Start of Listed records
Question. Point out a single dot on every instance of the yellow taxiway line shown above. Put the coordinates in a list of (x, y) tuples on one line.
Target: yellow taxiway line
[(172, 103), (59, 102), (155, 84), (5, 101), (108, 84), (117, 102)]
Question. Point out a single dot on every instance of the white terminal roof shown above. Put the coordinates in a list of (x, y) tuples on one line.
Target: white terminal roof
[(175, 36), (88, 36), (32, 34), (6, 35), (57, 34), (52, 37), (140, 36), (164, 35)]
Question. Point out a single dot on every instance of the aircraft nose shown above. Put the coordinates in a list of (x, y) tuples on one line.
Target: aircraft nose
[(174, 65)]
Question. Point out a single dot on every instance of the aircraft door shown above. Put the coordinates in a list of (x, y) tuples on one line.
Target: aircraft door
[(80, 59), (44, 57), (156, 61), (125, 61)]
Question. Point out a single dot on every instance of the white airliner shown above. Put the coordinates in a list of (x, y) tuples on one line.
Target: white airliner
End of Listed records
### What to produce
Output, exactly and with nothing else, the lines from the line containing "the aircraft nose" to the end of the entries.

### Result of the exercise
Question. Point out a single dot on every instance of the aircraft nose shown above. Put the coordinates in a list of (x, y) tuples on one line.
Target: aircraft nose
[(174, 65)]
Question. Point out a single dot on every instance of the aircraft door shown above. Put the coordinates in a list of (x, y) tuples on one line.
Target: aircraft door
[(80, 59), (44, 57), (156, 61), (125, 61)]
Question. Point out a single dot on every instance of the white airliner shown above. Put the coordinates in a list of (x, y) tuples on one line.
Target: white airliner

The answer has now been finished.